Written task A:
Can you repeat the Rob List performance announcement from "f i r s t s" up to and including "with the audience.", changing "choreographer" to "dancer"?
Written task B:
Does the Rob List performance announcement support each statement below? Answer yes or no for each and quote the words that decide it. (i) Natura Morta won the 1997 Netherlands VSCD Mime Prize. (ii) Natura Morta has been performed in Paris. (iii) List performs with the aim of showing his face to the audience.
Written task C:
Could you pick up the Rob List performance announcement after its final sentence and keep writing?

Text section:
----------------

R o b L i s t (f r o m A m s t e r d a m)
f i r s t s o l o p e r f o r m a n c e i n B o s t o n
N a t u r a M o r t a F o l l y
W e d n e s d a y A p r i l 2 9 8 : 3 0 p m
s u g g e s t e d d o n a t i on $10
Studio Soto at Thompson Design Group
35 Channel Center Street, corner
Boston
Studio Soto is honored to host the first solo performances in Boston of renowned American/Dutch choreographer, Rob List. List has developed his own personal style of movement related to ideas of minimalism, abstraction, and architecture. He performs with less of an intent to show his face in order to reduce the viewer's reading of emotion, while instead suggesting anonymity and an everyman sense of the figure in space, in the moment with the audience.
The performance is in conjunction with his recently completed exhibition at Studio Soto the past month, Rob List: Drawings About Movement, part of a series featuring multidisciplinary artists working across media. For more information about Rob List, visit http://www.studiosoto.org/artists/rob-list and Rob List's website at www.ozu.nl
Natura Morta [1996]
This solo performance is the first in a series of movement pieces exploring underlying themes in the genre of painting known as 'still-life', in which objects such as flowers, food, instruments or ornaments are displayed on a table. These objects, while unmoving, can be filled with vitality, a living presence with a quality of immanence. The paradoxes in 'still life' are inherent in the term itself, as well as in its equivalent Latinate term 'natura morta'. 'Life/death, still/moving, natural/unnatural' are the themes of this movement performance - in which an anonymous figure stands behind a table with a vase of flowers and begins a journey which crosses all of these paradoxical boundaries. Performed in Amsterdam, Marseille, New York, Zurich, Tilburg, and Prague. Winner of the 1997 Netherlands VSCD Mime Prize.

----------------

Stored data:
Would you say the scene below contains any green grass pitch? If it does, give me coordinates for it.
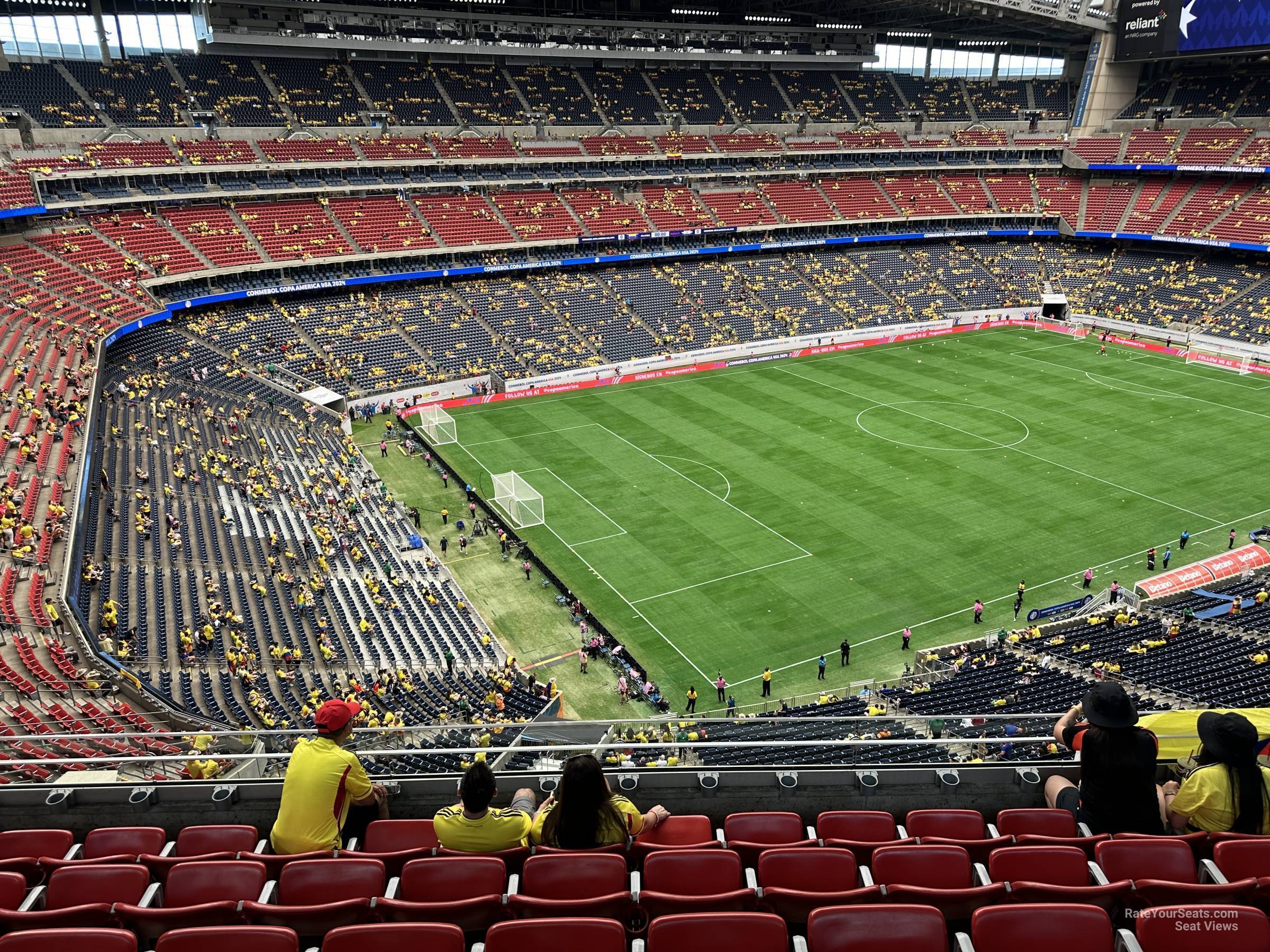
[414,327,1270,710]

----------------

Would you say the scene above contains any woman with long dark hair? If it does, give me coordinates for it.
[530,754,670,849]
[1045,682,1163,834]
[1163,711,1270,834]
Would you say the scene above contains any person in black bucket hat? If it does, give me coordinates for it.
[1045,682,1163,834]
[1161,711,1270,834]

----------------

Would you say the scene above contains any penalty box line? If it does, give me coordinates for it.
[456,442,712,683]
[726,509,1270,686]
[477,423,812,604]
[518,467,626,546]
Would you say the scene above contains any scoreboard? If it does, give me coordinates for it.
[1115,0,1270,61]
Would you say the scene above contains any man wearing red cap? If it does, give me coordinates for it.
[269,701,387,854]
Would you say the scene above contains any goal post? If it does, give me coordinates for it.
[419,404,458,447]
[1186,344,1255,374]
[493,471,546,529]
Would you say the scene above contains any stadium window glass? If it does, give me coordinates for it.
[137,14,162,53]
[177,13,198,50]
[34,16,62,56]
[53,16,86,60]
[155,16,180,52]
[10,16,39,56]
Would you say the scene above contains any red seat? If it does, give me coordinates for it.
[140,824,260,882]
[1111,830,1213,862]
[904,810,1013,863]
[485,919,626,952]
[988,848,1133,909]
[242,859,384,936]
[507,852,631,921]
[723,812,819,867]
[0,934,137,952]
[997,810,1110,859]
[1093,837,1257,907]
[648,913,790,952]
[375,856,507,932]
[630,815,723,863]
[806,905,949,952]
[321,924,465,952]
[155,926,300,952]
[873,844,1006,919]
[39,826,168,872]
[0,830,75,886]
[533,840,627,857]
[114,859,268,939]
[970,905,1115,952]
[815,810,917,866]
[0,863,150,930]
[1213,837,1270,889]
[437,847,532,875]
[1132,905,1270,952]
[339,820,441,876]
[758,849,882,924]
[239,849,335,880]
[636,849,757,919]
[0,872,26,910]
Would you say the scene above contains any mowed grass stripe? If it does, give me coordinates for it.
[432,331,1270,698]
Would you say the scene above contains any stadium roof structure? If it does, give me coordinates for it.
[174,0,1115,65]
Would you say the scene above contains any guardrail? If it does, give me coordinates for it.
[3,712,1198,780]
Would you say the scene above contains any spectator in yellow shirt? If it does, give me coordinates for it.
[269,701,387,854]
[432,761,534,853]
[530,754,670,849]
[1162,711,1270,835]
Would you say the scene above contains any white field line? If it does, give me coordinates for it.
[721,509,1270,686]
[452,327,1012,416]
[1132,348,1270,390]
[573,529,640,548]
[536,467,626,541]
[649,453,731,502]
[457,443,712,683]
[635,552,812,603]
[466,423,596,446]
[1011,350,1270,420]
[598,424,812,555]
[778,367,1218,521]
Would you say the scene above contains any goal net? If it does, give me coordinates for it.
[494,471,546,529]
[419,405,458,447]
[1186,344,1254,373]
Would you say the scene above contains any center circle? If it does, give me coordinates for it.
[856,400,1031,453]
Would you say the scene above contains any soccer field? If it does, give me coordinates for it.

----------------

Response A:
f i r s t s o l o p e r f o r m a n c e i n B o s t o n
N a t u r a M o r t a F o l l y
W e d n e s d a y A p r i l 2 9 8 : 3 0 p m
s u g g e s t e d d o n a t i on $10
Studio Soto at Thompson Design Group
35 Channel Center Street, corner
Boston
Studio Soto is honored to host the first solo performances in Boston of renowned American/Dutch dancer, Rob List. List has developed his own personal style of movement related to ideas of minimalism, abstraction, and architecture. He performs with less of an intent to show his face in order to reduce the viewer's reading of emotion, while instead suggesting anonymity and an everyman sense of the figure in space, in the moment with the audience.

Response B:
(i) Yes: "Winner of the 1997 Netherlands VSCD Mime Prize."
(ii) No: "Performed in Amsterdam, Marseille, New York, Zurich, Tilburg, and Prague."
(iii) No: "He performs with less of an intent to show his face in order to reduce the viewer's reading of emotion"

Response C:
Folly [2000]
This solo performance is the first in a series of "follies". Folly is an English word meaning "foolish action, undertaking or belief". It also refers to a form of landscape architecture, Follies were structures made by 18th century English and French gentry to enliven and demarcate their gardens - towers, obelisks, grottos, rustic monuments or other buildings - reflecting not only the obsessions of their creators but also their fascination with nature as something picturesque, frightening, or sublime.
This movement performance explores the double meaning of folly: an absurd and vain act as well as a structure erected in a world of "howling wilderness".
In September a select few had a rare treat as the American expatriate Rob List performed one of his "Follies" at the Sideshow Gallery in Williamsburg, Brooklyn, in conjunction with the American Abstract Artists exhibition "Material Matter." With his tall, thin frame clad in a black suit, Mr. List sang a song, then had a haunting choreographic conversation with time, narrative and the gallery's smooth white walls. It passed too quickly. Like all these dances, it's a conversation that needs to resume, and soon.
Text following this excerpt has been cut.